Are you saying that people were worried about abolition slowing down economic growth and lowering standards of living? I haven’t heard this as a significant concern—free labor was perfectly capable of producing cotton at a small premium, and there were significant British boycotts of slave-produced products like cotton and sugar.
Absolutely slaveholders and those dependent on them were worried about their own standard of living (and more importantly, specifically not interested in significantly improving the standard of living of plantation slaves, and not because they’d never heard anyone put forward the idea that all people were equal. I mean, some of them were on first name terms with Thomas Paine and signed the Declaration of Independence and still didn’t release their slaves!). I’m sure most people who were sympathetic to EA ideas would have strongly disagreed with this prioritisation decision, just like the Quakers or Jeremy Bentham. I just don’t think they’d have been more influential than the Quakers or Jeremy Bentham, or indeed the deeply religious abolitionists lead by William Wilberforce.
I agree the number of philosophers in EA is quite low, but I’m assuming the influence centre would be similar, possibly even more Oxford-centric, in a pre-internet, status-obsessed social environment where discourse is more centred on physical places and elite institutions[1]. For related reasons I think they’d be influential in the sort of place where abolitionist arguments were already getting a fair hearing, and of little consequence in slaveowning towns in the Deep South. In the UK, I think the political process was held up by the amount of vested interests in keeping it going in Parliament and beliefs that slavery was “the natural order” rather than any lack of zeal or arguments or resources on the abolitionist side (though I’m sure they’d have been grateful for press baron Moskovitz’s donations!). I think you could make the argument that slave trade abolition in the UK was actually pretty early considering the revenues it generated, who benefited, and the generally deeply inegalitarian social values and assumption of racial superiority of British society at the time.
As for utilitarian arguments, that’s not the main way I imagine EAs would help. EA pragmatists would prioritize the cause for utilitarian reasons and do whatever is best to achieve their policy goals, much as we are already doing for animal welfare. The success of EAs in animal welfare, or indeed anywhere other than x-risk, is in implementation of things like corporate campaigns rather than mass spreading of arguments.
I agree this is probably the main way that EAs would try to help, I just don’t think abolitionism is an area where this would have much impact (both due to it being a centralised political problem, and due to existing abolitionists already being quite sophisticated when it came to boycotts and literature distribution and freedom suits). I can totally imagine historic EAs trying to find more efficient means to distribute poor relief and shaming bad farmers (and doing some stuff that seemed like a it might be effective at the time like abstinence campaigns to ward off Mathusian catastrophes), I just don’t think it would change much on the politics of slavery which wars were to be fought over. I guess it also depends on how much knowledge they get to take back with them. Introducing RCTs to medicine in the 1770s would have been revolutionary![2]
I agree a more general “what would EA be like in different eras and what would their priorities have been” would be an interesting thread.
◇ ◇ ◇ ◇ ◇ ◇ ◇
Directions>
From the abolition discussion, pull out the passage starting with "Are you saying" and going on through "cotton and sugar.", word for word.

Information given>
◇ ◇ ◇ ◇ ◇ ◇ ◇
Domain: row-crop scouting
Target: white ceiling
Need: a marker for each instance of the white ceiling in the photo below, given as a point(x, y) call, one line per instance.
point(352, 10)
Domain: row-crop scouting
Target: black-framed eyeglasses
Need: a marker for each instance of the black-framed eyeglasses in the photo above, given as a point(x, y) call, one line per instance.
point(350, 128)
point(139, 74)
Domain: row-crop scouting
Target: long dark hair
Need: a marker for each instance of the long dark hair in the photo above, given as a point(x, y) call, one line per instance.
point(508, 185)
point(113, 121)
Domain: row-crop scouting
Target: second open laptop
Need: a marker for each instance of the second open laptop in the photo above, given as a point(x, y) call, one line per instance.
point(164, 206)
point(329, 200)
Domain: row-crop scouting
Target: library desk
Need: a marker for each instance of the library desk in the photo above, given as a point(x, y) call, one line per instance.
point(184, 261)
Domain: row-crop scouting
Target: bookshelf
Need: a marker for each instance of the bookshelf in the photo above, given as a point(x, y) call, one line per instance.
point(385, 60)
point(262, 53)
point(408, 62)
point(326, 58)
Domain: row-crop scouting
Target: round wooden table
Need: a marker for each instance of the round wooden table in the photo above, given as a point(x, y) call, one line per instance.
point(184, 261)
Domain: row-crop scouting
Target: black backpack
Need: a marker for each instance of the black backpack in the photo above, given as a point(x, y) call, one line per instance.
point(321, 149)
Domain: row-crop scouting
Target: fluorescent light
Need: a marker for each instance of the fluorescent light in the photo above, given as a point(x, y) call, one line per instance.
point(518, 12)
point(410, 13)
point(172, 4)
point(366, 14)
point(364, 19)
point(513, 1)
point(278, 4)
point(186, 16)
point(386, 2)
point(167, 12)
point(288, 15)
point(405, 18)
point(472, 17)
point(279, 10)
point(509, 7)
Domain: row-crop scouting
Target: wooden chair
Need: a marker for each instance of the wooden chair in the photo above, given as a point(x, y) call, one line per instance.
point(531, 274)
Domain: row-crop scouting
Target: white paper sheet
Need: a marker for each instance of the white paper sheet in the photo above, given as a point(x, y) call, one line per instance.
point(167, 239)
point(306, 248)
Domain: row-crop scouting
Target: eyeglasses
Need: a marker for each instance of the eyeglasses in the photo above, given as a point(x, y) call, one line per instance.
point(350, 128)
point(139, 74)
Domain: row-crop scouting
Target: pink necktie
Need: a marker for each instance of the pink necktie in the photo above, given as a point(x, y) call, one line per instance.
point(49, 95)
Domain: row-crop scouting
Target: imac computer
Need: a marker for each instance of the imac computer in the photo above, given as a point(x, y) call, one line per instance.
◇ ◇ ◇ ◇ ◇ ◇ ◇
Reply>
Are you saying that people were worried about abolition slowing down economic growth and lowering standards of living? I haven’t heard this as a significant concern—free labor was perfectly capable of producing cotton at a small premium, and there were significant British boycotts of slave-produced products like cotton and sugar.